┌────────

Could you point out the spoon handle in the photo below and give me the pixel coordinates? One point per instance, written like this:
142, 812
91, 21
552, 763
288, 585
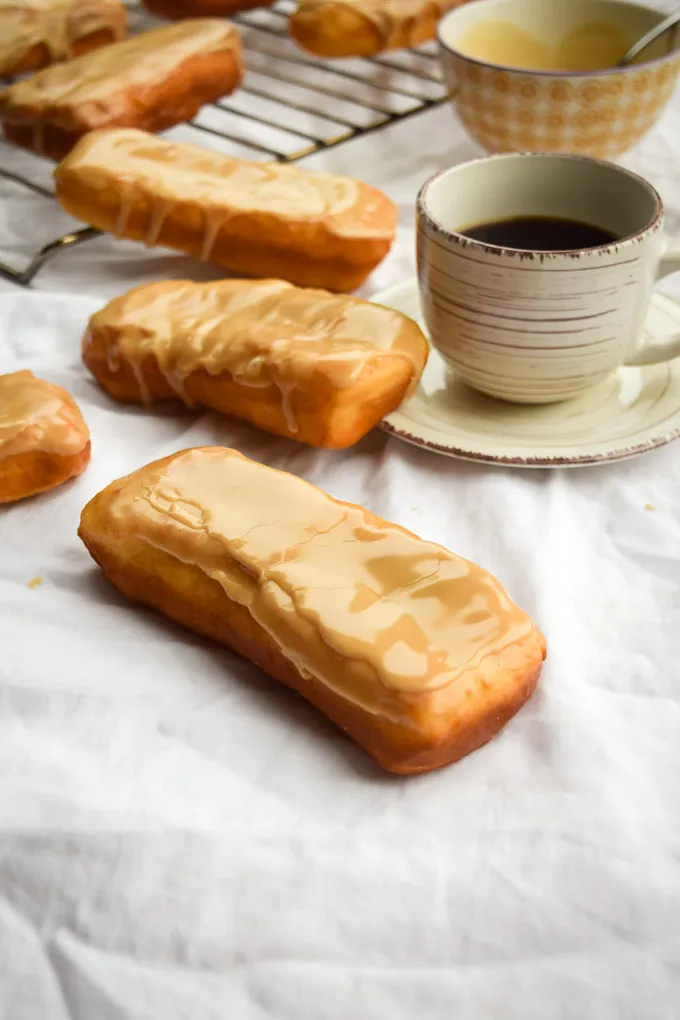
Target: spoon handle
649, 38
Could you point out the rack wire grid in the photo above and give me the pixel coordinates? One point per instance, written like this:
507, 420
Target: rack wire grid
290, 106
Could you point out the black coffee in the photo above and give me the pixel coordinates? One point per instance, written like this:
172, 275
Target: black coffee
540, 234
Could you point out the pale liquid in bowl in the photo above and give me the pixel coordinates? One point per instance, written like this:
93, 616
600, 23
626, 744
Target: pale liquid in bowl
588, 47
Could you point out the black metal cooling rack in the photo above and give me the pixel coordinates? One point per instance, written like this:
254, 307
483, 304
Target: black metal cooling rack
290, 106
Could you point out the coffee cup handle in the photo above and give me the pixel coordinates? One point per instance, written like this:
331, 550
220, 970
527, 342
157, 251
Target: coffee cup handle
669, 347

└────────

• **EXERCISE GOAL**: Beginning at the line that contains "Could you point out the rack", retype each line of the listing up to and including the last one, exactly as it stands, and nothing else.

• **THE REPLY**:
Could you point out the rack wire grid in the photo above and give me the pixel coordinates? One point per instance, written like this:
507, 420
Target: rack wire grid
290, 106
Could you point out the black coffee in the photo above and give me the pixel coordinates? One point per instance, written like this:
172, 275
Target: black coffee
540, 234
Could you point out the pale liquid in bowl in the photo above and give me the pixel coordinates? One point per instance, written like this:
93, 616
600, 23
626, 744
Target: pale liquid in bowl
588, 47
Could you point out the black metal cooling rack in the photo above and give me the pixel coordinates? One point per instance, written like this:
254, 307
483, 304
Target: black metal cooling rack
290, 106
Could you point out the coffee cup handle in the photo above and give me the pixel coordinates? One point per instance, written like this:
331, 550
220, 970
527, 342
157, 251
Target: coffee cup handle
669, 347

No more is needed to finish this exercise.